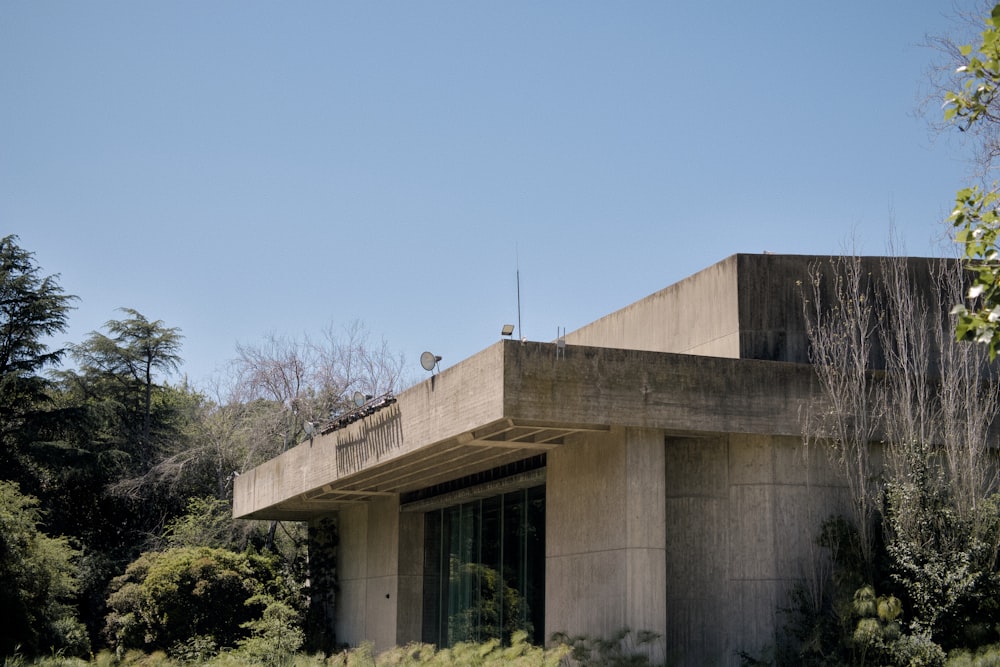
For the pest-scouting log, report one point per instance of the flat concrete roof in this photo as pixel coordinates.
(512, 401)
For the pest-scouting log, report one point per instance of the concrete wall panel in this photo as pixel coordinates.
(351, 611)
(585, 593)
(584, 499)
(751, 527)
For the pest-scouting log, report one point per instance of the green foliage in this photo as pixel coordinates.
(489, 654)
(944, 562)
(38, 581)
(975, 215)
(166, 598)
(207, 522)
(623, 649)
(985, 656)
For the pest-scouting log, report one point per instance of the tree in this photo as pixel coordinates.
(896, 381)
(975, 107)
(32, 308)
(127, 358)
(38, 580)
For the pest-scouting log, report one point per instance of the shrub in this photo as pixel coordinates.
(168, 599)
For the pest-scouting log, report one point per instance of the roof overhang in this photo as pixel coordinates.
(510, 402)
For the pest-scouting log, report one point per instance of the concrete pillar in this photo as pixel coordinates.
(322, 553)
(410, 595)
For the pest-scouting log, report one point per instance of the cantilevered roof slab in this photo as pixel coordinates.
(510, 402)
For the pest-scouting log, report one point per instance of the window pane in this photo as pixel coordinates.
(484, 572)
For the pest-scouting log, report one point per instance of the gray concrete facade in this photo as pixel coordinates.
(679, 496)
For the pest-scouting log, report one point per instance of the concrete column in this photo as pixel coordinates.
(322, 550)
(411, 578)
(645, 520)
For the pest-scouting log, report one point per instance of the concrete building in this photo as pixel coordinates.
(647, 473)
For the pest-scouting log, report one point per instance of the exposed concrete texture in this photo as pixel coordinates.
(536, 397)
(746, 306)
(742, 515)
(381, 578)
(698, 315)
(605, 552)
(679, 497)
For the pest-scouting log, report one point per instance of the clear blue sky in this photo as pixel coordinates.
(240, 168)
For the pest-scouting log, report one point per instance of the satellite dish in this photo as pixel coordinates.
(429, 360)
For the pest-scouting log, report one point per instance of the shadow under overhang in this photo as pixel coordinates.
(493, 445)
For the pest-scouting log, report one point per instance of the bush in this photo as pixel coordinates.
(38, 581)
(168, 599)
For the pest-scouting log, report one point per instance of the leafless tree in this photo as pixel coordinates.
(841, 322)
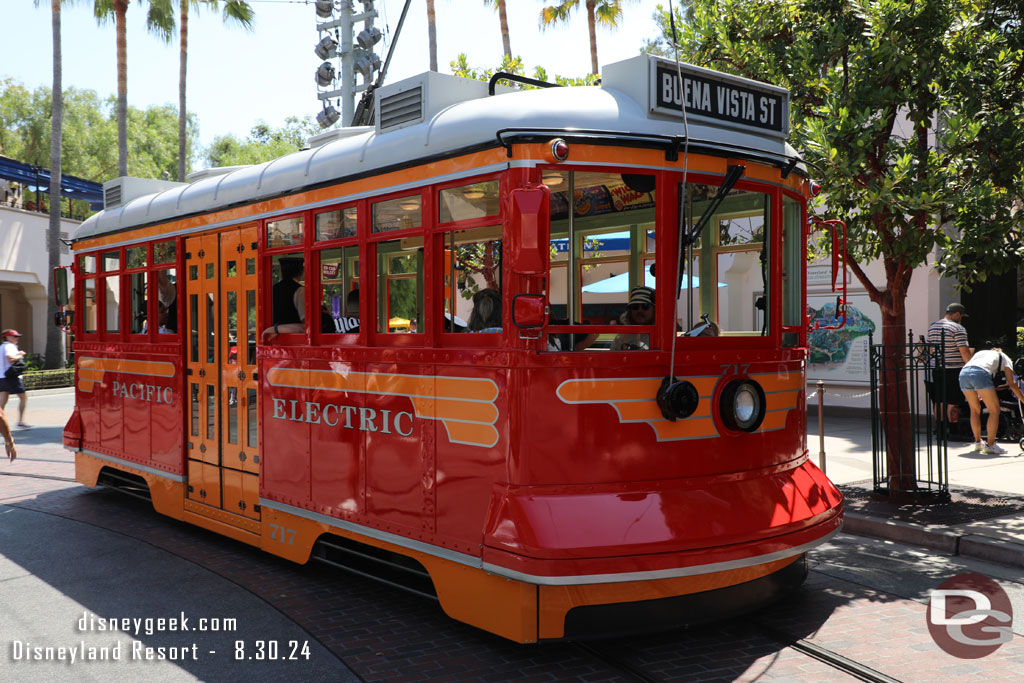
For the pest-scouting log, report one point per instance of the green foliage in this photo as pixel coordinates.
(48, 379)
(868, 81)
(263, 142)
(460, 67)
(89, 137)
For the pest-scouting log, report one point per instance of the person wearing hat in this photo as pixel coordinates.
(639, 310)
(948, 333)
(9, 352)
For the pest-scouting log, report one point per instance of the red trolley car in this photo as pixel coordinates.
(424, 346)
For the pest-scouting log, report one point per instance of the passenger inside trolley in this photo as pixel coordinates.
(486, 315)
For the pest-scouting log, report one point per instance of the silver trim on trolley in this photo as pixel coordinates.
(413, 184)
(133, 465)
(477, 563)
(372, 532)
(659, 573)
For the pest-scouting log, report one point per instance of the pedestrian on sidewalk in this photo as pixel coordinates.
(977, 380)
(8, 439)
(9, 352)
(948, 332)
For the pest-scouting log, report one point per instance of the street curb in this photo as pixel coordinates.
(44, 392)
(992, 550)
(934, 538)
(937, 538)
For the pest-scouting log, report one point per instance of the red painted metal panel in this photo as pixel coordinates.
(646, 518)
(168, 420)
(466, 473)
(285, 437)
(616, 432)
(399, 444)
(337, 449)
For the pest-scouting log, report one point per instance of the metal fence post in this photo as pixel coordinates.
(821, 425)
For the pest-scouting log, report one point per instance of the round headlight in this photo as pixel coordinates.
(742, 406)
○ ○ ○
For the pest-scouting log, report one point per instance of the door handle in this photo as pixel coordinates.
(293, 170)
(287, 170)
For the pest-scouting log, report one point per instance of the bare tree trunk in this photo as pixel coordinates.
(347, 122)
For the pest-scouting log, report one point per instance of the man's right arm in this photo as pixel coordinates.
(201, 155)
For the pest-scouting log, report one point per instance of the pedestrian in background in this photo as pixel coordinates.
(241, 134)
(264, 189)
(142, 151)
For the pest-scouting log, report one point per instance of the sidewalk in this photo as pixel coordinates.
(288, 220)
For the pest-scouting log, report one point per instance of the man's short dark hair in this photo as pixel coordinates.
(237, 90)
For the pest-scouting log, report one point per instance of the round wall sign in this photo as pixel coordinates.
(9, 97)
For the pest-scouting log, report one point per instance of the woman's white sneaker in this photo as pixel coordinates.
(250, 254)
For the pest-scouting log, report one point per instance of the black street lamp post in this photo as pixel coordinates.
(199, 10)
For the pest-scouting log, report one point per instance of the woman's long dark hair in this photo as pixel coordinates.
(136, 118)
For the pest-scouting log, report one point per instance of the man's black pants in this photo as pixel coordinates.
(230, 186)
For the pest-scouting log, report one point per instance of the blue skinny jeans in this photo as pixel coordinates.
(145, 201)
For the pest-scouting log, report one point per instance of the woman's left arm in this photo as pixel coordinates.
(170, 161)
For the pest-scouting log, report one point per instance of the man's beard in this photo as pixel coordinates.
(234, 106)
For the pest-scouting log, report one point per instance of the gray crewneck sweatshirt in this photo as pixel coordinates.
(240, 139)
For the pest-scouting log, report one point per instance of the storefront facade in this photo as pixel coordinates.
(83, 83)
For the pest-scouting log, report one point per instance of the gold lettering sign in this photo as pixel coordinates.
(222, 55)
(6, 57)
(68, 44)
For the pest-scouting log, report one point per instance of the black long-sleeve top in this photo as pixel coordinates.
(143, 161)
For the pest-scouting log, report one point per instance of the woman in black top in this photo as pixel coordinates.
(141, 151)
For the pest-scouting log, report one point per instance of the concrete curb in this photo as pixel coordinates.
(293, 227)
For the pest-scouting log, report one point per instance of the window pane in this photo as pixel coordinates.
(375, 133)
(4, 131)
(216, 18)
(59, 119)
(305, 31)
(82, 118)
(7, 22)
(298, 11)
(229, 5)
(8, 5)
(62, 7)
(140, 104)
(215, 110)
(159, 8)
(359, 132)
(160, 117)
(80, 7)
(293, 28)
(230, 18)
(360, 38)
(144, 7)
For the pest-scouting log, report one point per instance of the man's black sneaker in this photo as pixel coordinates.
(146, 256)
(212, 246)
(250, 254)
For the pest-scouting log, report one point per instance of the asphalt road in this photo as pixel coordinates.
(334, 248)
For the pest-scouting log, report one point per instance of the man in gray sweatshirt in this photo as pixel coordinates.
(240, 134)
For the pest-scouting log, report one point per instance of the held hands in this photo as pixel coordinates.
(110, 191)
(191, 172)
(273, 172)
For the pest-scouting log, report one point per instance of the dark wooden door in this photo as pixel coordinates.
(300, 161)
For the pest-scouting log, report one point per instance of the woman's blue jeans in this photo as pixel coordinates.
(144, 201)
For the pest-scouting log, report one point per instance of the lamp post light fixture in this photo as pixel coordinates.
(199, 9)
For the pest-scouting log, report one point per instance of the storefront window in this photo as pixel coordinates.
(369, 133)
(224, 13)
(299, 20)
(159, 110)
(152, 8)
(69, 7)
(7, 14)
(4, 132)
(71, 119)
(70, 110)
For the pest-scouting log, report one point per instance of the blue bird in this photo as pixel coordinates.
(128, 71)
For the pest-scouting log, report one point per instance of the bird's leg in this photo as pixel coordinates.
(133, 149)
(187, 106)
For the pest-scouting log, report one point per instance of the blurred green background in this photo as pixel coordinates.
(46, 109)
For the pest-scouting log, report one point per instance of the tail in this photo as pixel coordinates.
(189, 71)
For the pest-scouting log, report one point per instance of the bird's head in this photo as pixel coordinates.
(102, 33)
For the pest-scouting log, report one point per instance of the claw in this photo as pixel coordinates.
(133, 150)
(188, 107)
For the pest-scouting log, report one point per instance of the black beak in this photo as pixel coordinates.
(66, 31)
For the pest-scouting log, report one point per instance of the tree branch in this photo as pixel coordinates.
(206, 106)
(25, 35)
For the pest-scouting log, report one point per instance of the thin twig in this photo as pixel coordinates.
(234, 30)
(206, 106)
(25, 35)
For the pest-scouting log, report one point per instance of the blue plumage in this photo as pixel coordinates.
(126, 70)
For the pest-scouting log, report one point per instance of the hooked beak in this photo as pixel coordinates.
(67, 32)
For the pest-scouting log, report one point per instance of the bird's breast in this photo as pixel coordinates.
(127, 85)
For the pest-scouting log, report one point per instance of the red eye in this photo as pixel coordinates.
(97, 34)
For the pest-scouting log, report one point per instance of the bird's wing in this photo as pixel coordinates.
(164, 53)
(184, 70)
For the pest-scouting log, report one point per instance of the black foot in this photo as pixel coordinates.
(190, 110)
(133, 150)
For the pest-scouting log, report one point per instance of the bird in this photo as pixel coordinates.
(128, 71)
○ ○ ○
_What this task involves_
Can you find every line in the records that contains the word "wall" and copy each of those lines in full?

_Response below_
For the pest-scouting log, report one point per instance of the concrete wall panel in this photo as pixel coordinates.
For the pest-scouting log, report one point per instance of the round wall sign in this photo as pixel coordinates.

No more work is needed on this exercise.